Nothing but the lines from the one containing "key | value" through the last line of the entries should appear in the output, each verbatim.

Image-grounded pointing data.
═══
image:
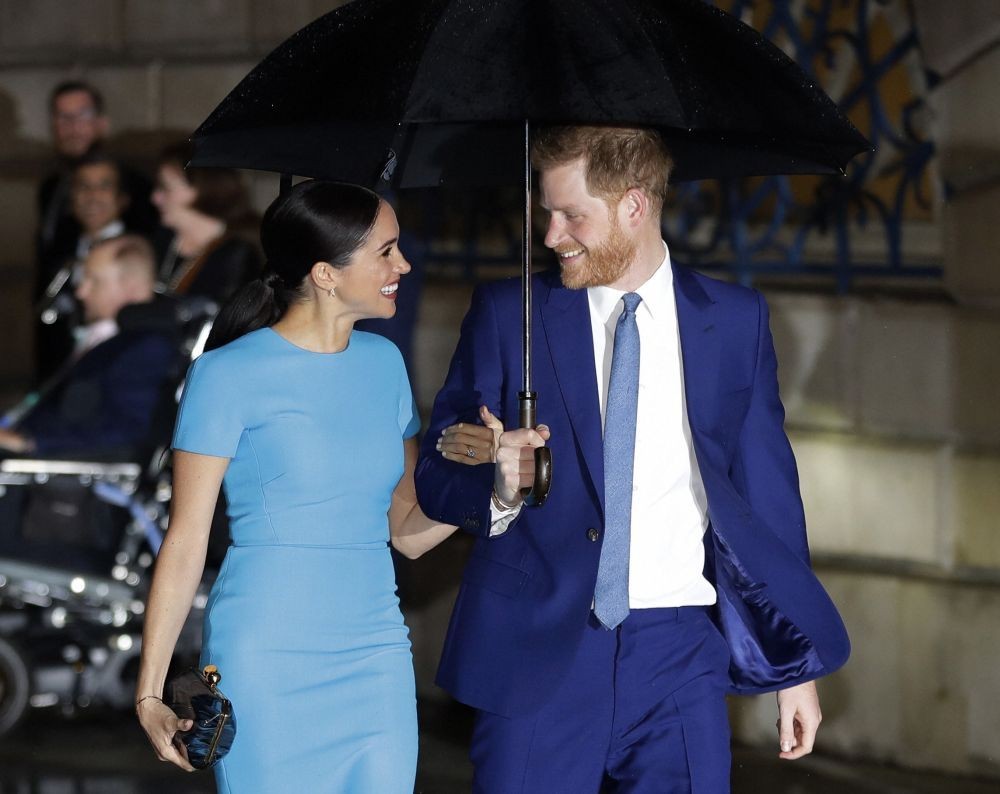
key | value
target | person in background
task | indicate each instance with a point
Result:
(98, 200)
(103, 399)
(79, 126)
(211, 251)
═══
Expected answer.
key | value
target | person in background
task | indicate each instance with a point
Result:
(98, 200)
(103, 399)
(79, 126)
(211, 251)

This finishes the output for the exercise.